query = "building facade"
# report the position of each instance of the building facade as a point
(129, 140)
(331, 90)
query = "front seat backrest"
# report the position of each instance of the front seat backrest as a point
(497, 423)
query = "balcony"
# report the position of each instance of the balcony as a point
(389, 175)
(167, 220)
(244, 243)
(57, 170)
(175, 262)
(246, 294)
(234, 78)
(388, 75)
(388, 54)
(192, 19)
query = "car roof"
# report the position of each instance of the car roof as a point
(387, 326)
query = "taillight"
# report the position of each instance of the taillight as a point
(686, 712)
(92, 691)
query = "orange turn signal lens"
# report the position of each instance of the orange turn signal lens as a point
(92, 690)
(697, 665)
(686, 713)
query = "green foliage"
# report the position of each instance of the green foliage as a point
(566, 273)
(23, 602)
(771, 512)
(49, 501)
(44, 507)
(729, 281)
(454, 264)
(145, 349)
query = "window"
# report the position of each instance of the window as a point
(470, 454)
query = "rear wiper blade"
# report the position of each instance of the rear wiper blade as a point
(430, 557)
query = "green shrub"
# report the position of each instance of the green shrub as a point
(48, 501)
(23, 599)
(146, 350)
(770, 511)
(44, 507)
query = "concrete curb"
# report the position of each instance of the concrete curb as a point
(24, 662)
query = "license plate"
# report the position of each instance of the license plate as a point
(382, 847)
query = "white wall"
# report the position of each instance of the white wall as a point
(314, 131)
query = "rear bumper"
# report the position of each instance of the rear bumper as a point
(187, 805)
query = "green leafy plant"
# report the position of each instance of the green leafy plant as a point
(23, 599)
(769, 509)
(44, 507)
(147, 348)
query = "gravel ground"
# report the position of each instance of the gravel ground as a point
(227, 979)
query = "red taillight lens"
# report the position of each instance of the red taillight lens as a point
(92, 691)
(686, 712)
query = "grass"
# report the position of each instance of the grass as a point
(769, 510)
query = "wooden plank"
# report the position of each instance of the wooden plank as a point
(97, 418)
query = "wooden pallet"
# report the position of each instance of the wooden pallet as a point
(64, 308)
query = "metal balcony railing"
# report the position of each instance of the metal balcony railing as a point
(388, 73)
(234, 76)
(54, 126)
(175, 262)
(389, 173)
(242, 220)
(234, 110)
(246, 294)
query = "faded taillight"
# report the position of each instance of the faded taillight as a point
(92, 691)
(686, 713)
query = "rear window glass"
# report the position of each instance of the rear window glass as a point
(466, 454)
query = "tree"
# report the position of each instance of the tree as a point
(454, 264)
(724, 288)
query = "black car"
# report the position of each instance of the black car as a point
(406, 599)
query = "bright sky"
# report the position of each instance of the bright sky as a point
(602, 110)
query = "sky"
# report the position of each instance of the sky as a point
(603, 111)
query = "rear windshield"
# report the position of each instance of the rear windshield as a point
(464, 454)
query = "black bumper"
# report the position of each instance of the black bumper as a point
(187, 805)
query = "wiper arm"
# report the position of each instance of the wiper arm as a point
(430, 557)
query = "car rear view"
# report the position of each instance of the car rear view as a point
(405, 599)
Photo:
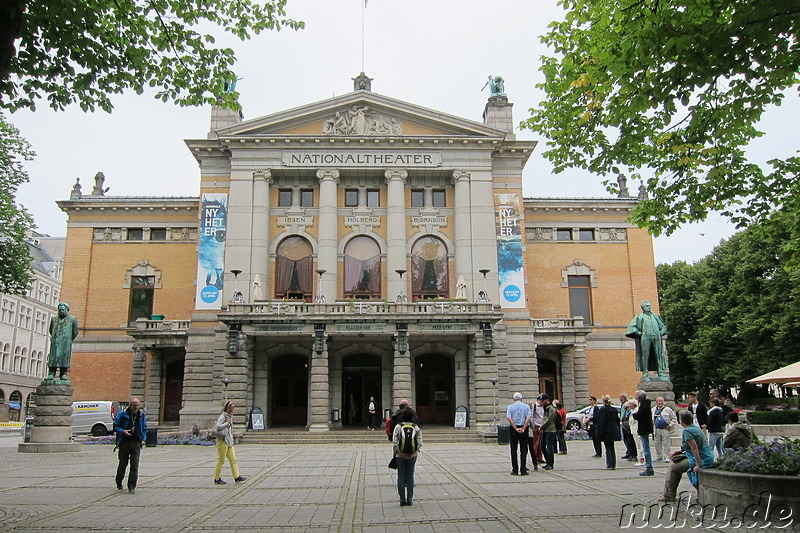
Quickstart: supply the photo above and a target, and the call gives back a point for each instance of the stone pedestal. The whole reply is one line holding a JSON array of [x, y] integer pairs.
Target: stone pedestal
[[52, 423], [654, 389]]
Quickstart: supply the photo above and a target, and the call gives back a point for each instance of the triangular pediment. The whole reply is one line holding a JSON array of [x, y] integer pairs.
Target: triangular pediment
[[361, 113]]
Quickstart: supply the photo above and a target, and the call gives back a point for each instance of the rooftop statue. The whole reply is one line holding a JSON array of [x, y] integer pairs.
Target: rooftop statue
[[496, 86]]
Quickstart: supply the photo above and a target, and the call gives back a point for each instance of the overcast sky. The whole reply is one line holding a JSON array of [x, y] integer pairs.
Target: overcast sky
[[434, 54]]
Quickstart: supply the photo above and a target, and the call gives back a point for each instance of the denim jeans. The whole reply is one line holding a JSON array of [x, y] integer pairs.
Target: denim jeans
[[405, 478], [715, 441], [648, 460]]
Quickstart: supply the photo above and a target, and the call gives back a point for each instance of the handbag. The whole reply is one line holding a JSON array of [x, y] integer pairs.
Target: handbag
[[677, 457]]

• [DIRECTIONS FOR THIS TASK]: Repeat the entries exactly, pictures left out.

• [TASK RESULT]:
query = "building facade"
# report the position of each instance of the building facade as a point
(129, 140)
(331, 90)
query = "front seat backrest"
# report the position of each instance of the front seat backrest as a point
(497, 423)
query = "balcony"
# report the position of each instance of the balcony as a point
(389, 175)
(167, 220)
(244, 243)
(57, 170)
(175, 262)
(246, 294)
(234, 78)
(388, 75)
(388, 54)
(192, 19)
query = "car roof"
# report the position of each instance of the car roof as a point
(387, 326)
query = "taillight"
# report the position of each instance of the taillight as a point
(686, 712)
(92, 691)
query = "orange turn signal lens"
# report the position of each instance of the orange turn signal lens as a point
(92, 690)
(697, 665)
(686, 713)
query = "green foliage"
# report the position of each instance of the green foliage as a point
(566, 273)
(23, 602)
(771, 512)
(49, 501)
(44, 507)
(729, 281)
(454, 264)
(145, 349)
query = "window"
# report the position of each instance of the window as a point
(470, 454)
query = "rear wiper blade"
# report the position of each instance of the rear wiper blade as a point
(430, 557)
query = "green shrub"
# report the position of each instance of the green shrub as a point
(48, 501)
(23, 599)
(146, 350)
(770, 511)
(44, 507)
query = "concrete curb"
# report the position of each instance of the concrete curb as a point
(24, 662)
query = "license plate"
# report the position of each instance of the license plate as a point
(382, 847)
query = "white wall"
# report the position of each instance of the white wall as a point
(314, 131)
query = "rear bumper"
# report the position of each instance of the rear bumper as a point
(187, 805)
query = "green leafy plant"
# report the position of each instance of the green leafy plant as a point
(23, 599)
(769, 509)
(44, 507)
(147, 348)
query = "gravel ground"
# report the position of each instance of the gravel ground as a point
(227, 979)
query = "red taillight lens"
# report the position of each instance of the red taillight lens as a point
(92, 691)
(686, 712)
query = "grass"
# report the position of each instance of the grass as a point
(769, 510)
query = "wooden plank"
# report the position of each instance of the wooden plank as a point
(97, 418)
query = "wooden pallet"
# report the position of each instance of the wooden pallet as a point
(64, 308)
query = "metal balcony railing"
# report the position of each instance of the metal balcony railing as a point
(388, 73)
(234, 76)
(54, 126)
(175, 262)
(389, 173)
(242, 220)
(234, 110)
(246, 294)
query = "faded taillight"
# report the position of each instance of the faded taillight as a point
(92, 691)
(686, 713)
query = "rear window glass"
# report the position of each instance of the rear window glass as a point
(466, 454)
query = "tree"
# report the position of each instance of the tree as a point
(454, 264)
(724, 288)
query = "black car"
# report the position of each instance of the black car as a point
(406, 599)
query = "bright sky"
# report the position of each instance of the bright sky as a point
(602, 110)
query = "sky"
# report the position of each instance of the sky as a point
(603, 111)
query = "rear windshield"
# report the position of each instance of the rear windshield as a point
(464, 454)
query = "black bumper"
# report the position of each instance of the black bumper as a point
(187, 805)
query = "wiper arm"
# report the position of each instance of the wiper arm as a point
(430, 557)
query = "car rear view"
# report the position of each instance of the car rear view as a point
(405, 599)
Photo:
Quickstart: supply the photo above and a target, and the call gives back a point for each instance of the stone pedestal. The whole reply is one line holding a JSON array of [x, y] integer pairs.
Target: stone pedestal
[[52, 423], [654, 389]]
Quickstart: supply the photo above and a target, and the call gives back a point for each instance of the triangular pediment. The whole reply is one line holding a JSON array of [x, y] integer pairs.
Target: triangular pediment
[[361, 113]]
Quickstart: supply the photo above and a target, and the call gives back a point for each instance of the rooftop statue. The whole reply is one line holding a JSON array of [x, y] integer pairs.
Target: rooftop statue
[[496, 86]]
Quickstart: supply the photo above and a target, and the call gives back a point for each instance of the overcast sky. The whole reply is one line holding a JSON array of [x, y] integer pairs.
Target: overcast sky
[[434, 54]]
Quickstart: supply the photo above and a target, and the call gives back a point for each instance of the denim jeans. The whole reply is one line holding a JSON array of [x, y] integer pairs.
Target: denim jeans
[[405, 478], [715, 441], [648, 460]]
Quickstart: supply the photo above and a target, and the call gives back a point for each instance of the handbag. The whole reply is one line holding a JSON array of [x, y] integer pairs.
Target: handbag
[[677, 457]]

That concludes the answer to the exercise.